Perintah Kerja 1:
Jawablah pertanyaan berikut berdasarkan kutipan halaman tentang Badak Jawa.
(a) Di taman nasional mana sebagian populasi Badak Jawa yang dibahas itu berada?
(b) Dalam jangkauan gunung berapi apa sebagian populasi tersebut berada?
(c) Bencana apa saja yang dapat ditimbulkan oleh daerah konvergen lempengan tektonik di lokasi itu?
Perintah Kerja 2: Ringkaslah kutipan halaman tentang Badak Jawa dalam dua kalimat.
Perintah Kerja 3: Lanjutkan teks tentang usulan habitat baru bagi Badak Jawa, mulai setelah kalimat terakhirnya.

Kutipan Halaman:
-*-
Peneliti Sarankan Pembangunan Habitat Baru bagi Badak Jawa
Share
Hasil studi terbaru yang ditebitkan dalam Jurnal Konservasi dunia, Conservation Letter, menyatakan bahwa sebagian populasi Badak Jawa di Taman Nasional Ujung Kulon (TNUK) berada dalam jangkauan Gunung Berapi Krakatau dan dekat dengan Cekungan Sunda. Lokasi ini merupakan daerah konvergen lempengan tektonik yang berpotensi menyebabkan gempa bumi, dan dapat memicu terjadinya tsunami.
-*-
Kumpulan Data:
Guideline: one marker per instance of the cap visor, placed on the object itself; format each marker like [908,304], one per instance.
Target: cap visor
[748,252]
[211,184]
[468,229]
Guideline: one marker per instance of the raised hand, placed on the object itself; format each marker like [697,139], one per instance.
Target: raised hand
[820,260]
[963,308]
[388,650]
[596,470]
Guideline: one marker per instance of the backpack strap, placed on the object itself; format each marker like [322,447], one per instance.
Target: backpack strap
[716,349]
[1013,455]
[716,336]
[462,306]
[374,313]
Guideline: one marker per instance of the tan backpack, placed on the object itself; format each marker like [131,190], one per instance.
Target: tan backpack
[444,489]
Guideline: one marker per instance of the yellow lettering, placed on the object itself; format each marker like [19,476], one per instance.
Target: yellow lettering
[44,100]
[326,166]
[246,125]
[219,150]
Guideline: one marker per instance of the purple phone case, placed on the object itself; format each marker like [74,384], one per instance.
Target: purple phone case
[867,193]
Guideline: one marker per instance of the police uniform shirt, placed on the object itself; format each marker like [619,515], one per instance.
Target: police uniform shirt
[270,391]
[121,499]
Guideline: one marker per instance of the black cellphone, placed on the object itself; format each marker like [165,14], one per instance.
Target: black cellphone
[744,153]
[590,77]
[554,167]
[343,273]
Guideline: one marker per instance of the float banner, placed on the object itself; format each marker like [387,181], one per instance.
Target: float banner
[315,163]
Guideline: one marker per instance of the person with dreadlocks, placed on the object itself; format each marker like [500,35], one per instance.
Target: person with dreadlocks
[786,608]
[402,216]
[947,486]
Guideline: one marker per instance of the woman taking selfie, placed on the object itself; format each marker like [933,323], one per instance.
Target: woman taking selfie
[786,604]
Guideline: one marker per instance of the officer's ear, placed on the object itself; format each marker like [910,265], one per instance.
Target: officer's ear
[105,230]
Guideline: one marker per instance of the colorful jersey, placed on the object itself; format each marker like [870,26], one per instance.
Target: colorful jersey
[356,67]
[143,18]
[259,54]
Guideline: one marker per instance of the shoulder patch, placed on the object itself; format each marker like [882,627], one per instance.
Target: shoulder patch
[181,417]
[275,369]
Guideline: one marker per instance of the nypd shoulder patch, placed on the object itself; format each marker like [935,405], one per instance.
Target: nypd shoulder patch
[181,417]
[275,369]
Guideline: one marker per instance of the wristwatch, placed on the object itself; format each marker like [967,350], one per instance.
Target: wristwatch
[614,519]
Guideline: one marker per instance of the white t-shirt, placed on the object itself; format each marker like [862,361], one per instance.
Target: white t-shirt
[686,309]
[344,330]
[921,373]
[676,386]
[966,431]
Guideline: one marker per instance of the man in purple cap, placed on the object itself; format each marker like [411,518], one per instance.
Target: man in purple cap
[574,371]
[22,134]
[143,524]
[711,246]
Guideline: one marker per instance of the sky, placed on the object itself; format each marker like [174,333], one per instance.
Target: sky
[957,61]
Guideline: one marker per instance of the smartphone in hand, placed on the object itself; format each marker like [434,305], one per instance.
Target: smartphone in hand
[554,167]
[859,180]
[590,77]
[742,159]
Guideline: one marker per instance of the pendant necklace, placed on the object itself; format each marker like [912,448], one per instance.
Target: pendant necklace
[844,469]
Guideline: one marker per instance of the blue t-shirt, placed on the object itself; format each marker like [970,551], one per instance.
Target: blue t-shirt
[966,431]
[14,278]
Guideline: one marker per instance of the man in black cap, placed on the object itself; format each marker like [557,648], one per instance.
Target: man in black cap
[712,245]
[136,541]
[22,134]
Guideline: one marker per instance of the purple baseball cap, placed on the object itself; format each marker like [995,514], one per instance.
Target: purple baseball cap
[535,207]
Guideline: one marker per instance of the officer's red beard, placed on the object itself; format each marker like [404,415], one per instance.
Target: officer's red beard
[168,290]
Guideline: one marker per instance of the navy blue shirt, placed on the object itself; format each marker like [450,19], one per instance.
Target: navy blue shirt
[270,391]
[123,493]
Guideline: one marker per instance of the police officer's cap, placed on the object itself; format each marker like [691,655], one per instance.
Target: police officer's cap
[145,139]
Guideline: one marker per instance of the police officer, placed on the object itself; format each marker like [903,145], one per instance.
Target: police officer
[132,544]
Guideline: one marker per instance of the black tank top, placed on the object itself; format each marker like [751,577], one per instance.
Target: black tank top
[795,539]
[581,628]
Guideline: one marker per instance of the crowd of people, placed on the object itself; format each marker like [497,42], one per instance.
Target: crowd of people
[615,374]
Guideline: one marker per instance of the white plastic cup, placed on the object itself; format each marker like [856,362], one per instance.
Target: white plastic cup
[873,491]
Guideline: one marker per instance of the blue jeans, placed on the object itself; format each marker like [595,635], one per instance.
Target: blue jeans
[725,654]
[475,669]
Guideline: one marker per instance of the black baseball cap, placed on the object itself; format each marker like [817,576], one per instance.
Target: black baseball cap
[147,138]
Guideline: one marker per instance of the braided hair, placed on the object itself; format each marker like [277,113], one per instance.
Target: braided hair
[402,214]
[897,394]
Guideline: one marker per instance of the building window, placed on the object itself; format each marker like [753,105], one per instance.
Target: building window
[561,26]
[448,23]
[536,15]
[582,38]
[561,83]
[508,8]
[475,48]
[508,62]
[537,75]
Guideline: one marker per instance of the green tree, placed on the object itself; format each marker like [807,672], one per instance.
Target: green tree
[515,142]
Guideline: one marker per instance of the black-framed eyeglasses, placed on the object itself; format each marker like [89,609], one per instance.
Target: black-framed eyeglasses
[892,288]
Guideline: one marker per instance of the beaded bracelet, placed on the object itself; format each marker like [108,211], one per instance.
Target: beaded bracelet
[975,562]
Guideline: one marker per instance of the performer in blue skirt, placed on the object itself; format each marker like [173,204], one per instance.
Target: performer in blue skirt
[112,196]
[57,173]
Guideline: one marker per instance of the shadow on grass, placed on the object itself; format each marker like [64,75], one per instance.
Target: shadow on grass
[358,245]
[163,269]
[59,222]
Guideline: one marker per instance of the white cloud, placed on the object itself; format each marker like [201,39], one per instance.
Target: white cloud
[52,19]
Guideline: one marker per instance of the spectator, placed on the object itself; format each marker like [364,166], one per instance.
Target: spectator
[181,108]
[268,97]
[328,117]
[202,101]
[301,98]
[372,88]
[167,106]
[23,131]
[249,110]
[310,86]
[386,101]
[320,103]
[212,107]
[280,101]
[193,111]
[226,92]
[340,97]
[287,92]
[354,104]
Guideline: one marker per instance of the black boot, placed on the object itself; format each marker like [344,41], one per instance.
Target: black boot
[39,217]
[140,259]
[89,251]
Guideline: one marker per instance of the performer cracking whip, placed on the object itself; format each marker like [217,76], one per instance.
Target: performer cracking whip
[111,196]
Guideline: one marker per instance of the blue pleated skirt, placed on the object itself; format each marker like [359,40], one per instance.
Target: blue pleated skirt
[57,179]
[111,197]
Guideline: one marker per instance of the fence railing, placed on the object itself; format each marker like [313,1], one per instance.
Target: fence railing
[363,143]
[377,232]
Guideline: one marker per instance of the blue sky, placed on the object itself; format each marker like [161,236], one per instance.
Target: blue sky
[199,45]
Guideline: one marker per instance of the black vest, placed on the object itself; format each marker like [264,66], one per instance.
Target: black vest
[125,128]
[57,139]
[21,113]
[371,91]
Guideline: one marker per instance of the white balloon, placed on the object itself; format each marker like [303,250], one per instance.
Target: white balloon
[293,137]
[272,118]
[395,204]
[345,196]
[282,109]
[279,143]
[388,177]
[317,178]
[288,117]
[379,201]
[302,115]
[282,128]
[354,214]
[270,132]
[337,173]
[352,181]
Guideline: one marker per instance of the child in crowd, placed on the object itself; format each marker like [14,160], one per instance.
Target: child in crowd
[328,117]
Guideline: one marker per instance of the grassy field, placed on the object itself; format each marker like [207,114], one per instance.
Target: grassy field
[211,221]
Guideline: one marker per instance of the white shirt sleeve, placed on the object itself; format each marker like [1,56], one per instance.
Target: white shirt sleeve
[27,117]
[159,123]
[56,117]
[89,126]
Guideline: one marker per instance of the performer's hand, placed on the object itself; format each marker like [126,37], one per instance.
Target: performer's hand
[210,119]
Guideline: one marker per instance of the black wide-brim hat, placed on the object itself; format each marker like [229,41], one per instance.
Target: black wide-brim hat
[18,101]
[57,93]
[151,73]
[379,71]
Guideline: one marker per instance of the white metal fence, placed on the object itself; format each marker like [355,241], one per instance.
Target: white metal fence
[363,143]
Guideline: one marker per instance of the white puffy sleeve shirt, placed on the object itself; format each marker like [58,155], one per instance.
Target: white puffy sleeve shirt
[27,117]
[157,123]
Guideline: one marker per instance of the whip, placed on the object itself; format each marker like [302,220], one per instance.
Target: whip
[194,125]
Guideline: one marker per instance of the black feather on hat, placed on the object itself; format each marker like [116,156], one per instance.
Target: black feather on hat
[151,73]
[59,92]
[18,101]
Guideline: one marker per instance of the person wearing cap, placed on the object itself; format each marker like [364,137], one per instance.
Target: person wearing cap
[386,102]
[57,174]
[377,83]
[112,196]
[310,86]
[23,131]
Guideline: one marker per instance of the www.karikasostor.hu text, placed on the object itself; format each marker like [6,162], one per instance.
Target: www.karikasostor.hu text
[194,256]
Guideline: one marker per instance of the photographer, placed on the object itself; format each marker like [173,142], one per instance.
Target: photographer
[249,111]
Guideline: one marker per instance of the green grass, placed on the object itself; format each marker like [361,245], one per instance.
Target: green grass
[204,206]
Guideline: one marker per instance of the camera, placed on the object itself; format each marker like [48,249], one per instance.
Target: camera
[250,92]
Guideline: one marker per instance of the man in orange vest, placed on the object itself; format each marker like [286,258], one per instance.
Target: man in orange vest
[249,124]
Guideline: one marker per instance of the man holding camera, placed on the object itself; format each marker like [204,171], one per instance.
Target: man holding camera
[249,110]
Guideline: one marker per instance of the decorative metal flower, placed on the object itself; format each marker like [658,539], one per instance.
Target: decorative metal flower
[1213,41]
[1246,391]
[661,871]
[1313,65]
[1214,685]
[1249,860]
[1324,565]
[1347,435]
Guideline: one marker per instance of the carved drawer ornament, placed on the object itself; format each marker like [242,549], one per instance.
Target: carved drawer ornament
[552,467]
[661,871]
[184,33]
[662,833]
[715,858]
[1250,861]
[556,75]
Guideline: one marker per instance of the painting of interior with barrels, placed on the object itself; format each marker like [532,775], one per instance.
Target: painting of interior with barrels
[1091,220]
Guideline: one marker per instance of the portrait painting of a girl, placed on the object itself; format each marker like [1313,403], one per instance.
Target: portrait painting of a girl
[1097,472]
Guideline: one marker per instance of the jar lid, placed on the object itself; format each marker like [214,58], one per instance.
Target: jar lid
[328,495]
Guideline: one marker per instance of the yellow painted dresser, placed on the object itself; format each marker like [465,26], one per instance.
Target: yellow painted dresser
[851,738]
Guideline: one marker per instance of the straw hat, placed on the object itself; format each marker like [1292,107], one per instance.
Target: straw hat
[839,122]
-*-
Hasil Latihan 1:
(a) Di Taman Nasional Ujung Kulon (TNUK).
(b) Dalam jangkauan Gunung Berapi Krakatau.
(c) Gempa bumi, yang dapat memicu terjadinya tsunami.

Hasil Latihan 2: Sebuah studi terbaru menyatakan bahwa sebagian populasi Badak Jawa di Taman Nasional Ujung Kulon berada dalam jangkauan Gunung Berapi Krakatau dan dekat dengan Cekungan Sunda. Lokasi tersebut merupakan daerah konvergen lempengan tektonik yang berpotensi menyebabkan gempa bumi dan dapat memicu terjadinya tsunami.

Hasil Latihan 3:
Dalam studi ini, para peneliti membuktikan bahwa jumlah populasi badak jawa pada tahun 2013 berjumlah 62 individu, ini merupakan populasi yang padat dalam satu habitat. Dalam studi ini juga diproyeksikan jika terjadi bencana tsunami setinggi 10 meter atau sekitar 33 kaki dalam 100 tahun kedepan, dapat mengancam 80 persen area kawasan taman nasional, padahal kawasan ini merupakan habitat dengan kepadatan populasi badak jawa tertinggi.
“Oleh karena itu, peneliti mendesak untuk segera melakukan pembangunan habitat baru bagi populasi badak jawa yang aman dari kawasan rawan bencana alam. Studi ini pun bisa menjadi momentum yang baik untuk segera menyelamatkan badak jawa karena kita berpacu dengan waktu,” ujar Arnold Sitompul, Direktur Konservasi WWF-Indonesia, Minggu (28/05).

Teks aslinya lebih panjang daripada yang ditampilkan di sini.